Return every line of the listing that contains the string "pool". Case counts.

# Start of WORKING DATA

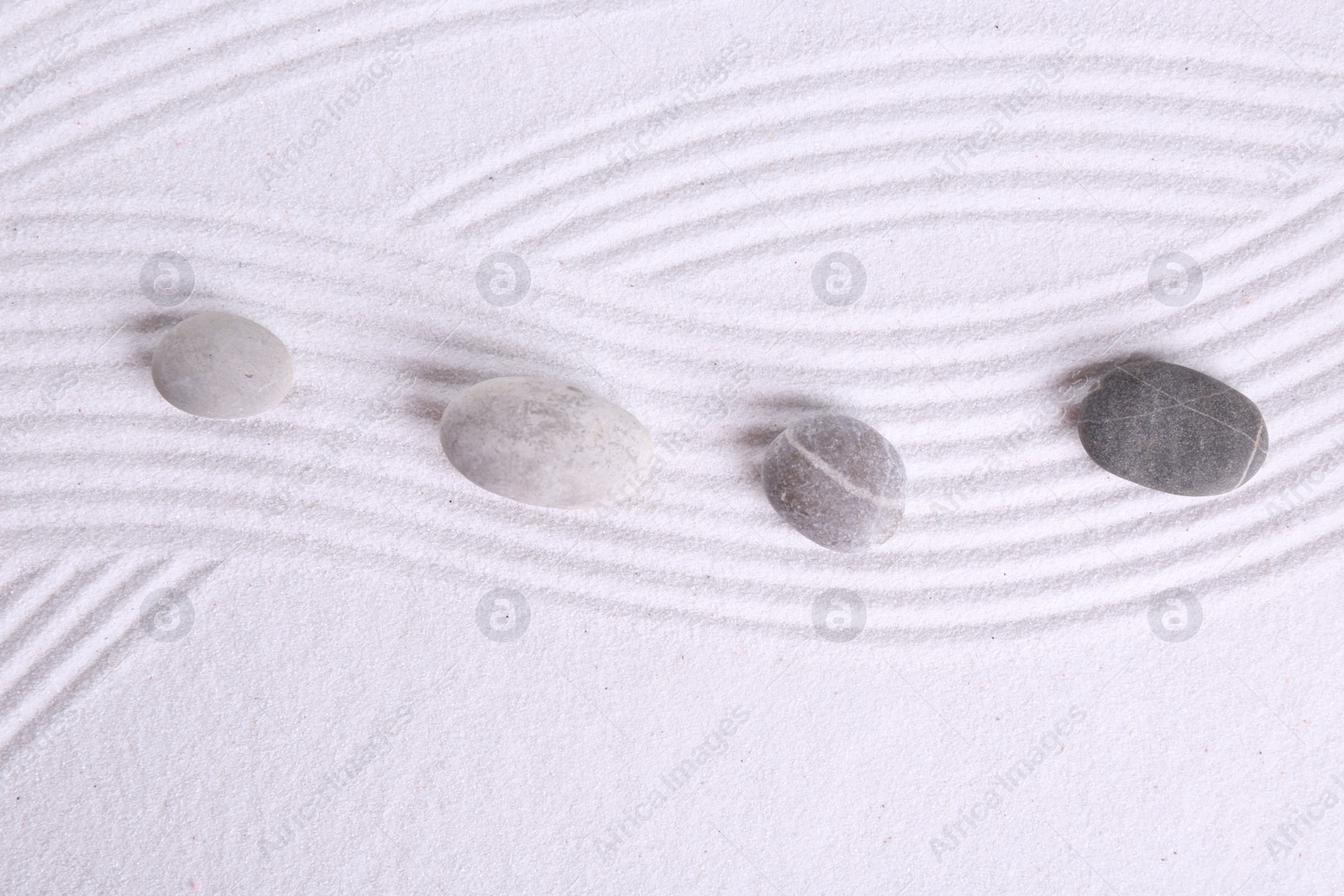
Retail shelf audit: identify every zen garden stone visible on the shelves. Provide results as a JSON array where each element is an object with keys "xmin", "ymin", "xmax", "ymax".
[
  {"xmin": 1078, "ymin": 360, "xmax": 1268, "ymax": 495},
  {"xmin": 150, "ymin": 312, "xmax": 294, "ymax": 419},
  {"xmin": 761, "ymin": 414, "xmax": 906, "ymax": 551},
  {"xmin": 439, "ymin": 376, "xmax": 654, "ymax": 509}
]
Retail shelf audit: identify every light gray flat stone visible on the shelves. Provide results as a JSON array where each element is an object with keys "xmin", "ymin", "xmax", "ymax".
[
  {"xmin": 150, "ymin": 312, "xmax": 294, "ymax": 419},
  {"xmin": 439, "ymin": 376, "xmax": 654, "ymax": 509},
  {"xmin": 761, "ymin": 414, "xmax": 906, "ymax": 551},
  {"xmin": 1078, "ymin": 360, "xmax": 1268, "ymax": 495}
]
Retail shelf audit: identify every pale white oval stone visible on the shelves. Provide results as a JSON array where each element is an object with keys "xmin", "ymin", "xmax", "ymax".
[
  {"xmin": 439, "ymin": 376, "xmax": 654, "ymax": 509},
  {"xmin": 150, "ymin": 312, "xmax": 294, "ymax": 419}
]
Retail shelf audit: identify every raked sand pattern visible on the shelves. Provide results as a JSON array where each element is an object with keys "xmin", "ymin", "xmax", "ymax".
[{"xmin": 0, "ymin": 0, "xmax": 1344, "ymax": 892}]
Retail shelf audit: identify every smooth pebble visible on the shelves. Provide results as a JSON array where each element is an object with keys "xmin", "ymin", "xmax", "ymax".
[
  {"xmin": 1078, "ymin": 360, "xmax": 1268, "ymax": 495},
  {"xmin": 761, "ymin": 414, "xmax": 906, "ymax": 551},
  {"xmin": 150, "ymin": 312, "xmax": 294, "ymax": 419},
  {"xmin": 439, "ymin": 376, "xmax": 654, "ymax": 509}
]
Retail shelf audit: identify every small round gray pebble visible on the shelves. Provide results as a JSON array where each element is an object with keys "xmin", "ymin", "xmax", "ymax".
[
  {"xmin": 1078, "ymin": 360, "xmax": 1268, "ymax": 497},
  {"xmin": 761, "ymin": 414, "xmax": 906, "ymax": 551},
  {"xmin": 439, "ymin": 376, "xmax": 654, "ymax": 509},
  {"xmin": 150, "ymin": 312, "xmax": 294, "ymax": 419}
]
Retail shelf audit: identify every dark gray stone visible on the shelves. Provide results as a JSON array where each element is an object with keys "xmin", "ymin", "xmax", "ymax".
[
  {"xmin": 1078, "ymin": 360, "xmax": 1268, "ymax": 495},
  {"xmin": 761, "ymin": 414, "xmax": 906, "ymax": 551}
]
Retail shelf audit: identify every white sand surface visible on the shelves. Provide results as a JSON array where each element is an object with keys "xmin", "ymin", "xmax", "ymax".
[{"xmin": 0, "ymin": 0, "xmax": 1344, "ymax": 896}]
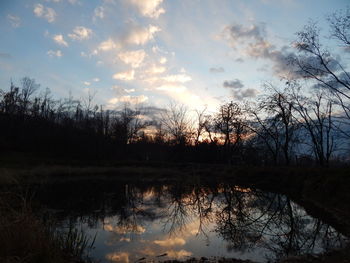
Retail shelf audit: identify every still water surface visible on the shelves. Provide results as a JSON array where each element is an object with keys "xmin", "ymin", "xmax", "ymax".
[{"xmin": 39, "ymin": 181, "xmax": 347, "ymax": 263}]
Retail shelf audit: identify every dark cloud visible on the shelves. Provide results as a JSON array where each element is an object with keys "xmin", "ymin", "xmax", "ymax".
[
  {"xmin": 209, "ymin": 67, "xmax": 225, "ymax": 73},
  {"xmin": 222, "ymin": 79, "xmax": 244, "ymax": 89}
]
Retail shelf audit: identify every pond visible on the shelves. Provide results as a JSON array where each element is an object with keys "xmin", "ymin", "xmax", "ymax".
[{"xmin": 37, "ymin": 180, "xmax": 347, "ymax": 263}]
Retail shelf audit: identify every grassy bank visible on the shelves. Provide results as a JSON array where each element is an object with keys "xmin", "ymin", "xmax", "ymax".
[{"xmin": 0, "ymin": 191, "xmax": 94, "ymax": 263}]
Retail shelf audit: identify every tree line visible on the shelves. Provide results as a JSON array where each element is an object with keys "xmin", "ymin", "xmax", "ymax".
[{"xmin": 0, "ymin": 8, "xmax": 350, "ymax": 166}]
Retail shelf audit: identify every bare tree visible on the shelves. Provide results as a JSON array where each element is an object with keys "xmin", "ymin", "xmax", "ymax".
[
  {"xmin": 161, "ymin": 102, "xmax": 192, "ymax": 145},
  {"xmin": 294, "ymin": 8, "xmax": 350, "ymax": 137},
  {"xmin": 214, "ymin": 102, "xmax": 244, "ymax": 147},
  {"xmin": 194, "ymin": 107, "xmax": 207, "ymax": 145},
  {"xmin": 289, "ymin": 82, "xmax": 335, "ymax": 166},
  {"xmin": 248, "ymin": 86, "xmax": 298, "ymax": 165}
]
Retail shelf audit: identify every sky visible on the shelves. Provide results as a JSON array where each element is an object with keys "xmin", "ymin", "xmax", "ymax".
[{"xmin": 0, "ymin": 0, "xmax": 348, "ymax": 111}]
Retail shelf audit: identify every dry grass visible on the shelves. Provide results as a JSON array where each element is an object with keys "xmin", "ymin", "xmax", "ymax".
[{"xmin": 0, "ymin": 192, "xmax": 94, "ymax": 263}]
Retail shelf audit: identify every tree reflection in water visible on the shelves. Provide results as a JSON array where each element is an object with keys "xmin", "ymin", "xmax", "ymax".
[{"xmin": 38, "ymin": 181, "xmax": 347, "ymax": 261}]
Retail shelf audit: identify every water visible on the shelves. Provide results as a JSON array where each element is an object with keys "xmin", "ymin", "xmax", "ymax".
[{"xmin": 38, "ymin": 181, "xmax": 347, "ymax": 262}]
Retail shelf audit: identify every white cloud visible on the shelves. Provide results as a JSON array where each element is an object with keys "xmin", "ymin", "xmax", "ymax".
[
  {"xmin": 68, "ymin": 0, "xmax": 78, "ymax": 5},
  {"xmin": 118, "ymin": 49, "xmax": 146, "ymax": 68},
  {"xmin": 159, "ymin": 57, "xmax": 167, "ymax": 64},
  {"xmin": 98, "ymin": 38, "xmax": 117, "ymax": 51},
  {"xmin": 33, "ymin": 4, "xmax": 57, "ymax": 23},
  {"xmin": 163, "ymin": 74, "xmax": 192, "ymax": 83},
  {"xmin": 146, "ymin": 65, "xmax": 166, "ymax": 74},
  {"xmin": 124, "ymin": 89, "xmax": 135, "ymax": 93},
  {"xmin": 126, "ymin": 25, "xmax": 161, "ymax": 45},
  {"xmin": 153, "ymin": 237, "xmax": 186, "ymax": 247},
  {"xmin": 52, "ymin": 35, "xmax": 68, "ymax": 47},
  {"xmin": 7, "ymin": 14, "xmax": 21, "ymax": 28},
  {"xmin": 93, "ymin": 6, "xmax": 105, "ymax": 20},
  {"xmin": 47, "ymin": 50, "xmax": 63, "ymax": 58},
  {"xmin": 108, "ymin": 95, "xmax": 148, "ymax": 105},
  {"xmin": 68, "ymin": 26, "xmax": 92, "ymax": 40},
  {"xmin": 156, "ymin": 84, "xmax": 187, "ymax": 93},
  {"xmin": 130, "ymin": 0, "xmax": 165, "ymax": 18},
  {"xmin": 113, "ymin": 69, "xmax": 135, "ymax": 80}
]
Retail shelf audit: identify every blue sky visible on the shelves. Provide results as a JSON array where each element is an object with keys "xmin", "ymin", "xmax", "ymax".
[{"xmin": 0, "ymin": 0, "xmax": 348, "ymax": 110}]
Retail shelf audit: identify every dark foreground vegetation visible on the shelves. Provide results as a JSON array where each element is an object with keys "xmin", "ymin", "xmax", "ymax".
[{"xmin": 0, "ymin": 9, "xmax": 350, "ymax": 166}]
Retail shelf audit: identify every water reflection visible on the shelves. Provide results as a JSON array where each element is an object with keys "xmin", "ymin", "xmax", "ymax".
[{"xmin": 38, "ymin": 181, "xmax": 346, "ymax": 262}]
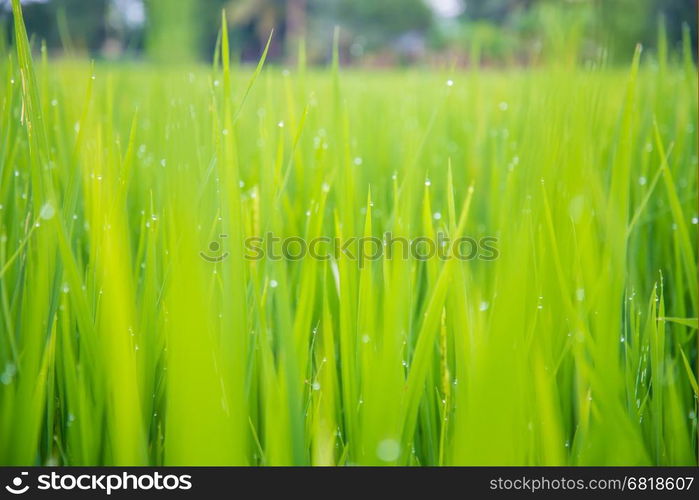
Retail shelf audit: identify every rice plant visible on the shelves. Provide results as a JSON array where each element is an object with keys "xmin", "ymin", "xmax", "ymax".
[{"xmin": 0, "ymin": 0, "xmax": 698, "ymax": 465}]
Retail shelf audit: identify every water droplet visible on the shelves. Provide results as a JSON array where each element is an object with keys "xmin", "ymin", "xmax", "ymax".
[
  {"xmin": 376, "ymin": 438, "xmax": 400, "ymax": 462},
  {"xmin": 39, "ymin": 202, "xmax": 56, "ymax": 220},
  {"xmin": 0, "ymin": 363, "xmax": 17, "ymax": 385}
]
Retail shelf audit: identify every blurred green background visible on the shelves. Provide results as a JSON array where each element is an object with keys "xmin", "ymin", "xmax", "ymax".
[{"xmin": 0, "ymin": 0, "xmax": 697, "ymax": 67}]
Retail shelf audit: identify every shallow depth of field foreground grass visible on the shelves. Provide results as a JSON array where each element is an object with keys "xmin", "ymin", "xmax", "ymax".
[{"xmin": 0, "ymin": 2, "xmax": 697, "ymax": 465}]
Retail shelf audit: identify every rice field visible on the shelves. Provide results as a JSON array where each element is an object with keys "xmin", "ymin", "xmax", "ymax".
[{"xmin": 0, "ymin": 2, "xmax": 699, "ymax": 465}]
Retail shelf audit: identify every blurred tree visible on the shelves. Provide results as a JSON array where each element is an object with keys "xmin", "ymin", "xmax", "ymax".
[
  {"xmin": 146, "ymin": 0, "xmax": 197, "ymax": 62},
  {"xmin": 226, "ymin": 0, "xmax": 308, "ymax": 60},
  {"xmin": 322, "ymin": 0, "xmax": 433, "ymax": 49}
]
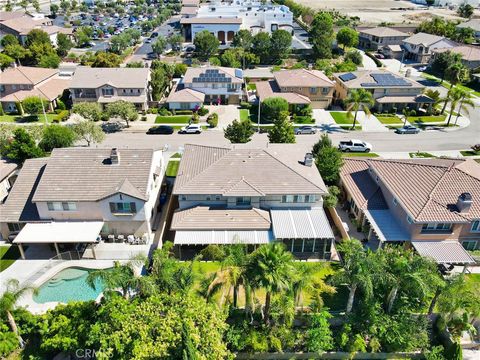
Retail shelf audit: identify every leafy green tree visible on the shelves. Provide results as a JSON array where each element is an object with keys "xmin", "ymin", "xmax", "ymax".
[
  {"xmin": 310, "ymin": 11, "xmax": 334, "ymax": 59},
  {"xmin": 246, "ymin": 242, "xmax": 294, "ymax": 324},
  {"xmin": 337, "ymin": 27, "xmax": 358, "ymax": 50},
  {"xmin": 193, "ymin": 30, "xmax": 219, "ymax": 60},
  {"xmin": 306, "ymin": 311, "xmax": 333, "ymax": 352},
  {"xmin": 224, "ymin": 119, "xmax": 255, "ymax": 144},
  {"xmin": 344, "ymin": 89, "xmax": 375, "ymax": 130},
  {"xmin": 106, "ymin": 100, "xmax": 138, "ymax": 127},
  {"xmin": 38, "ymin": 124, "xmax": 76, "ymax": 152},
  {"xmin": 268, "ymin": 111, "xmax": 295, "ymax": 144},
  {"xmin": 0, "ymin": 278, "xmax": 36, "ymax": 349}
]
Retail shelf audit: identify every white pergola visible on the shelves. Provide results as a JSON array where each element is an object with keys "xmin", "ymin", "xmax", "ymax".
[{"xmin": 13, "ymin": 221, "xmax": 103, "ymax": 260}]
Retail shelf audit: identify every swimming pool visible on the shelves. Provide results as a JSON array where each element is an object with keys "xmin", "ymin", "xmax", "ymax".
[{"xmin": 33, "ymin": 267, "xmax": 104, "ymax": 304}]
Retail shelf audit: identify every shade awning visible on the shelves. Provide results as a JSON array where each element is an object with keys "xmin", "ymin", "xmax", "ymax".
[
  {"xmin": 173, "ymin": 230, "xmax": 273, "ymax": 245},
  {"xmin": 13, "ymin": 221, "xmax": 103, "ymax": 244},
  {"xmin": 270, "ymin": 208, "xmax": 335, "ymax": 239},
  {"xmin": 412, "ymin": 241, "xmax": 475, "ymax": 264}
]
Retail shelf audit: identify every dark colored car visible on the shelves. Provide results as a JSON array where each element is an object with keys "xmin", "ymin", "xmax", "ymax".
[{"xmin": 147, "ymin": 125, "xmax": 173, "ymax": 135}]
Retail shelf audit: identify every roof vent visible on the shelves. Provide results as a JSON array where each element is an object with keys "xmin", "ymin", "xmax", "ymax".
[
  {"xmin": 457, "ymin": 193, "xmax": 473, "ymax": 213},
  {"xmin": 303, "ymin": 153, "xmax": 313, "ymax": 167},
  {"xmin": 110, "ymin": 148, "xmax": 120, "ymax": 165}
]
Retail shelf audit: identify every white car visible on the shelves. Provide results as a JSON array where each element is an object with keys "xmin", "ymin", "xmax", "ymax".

# End of WORKING DATA

- ANSWER FOR THE TASK -
Retail shelf audit: identify every swimming pool visible on the shelves. Provide results as a JSON array where each element is an object with keys "xmin", "ymin", "xmax", "ymax".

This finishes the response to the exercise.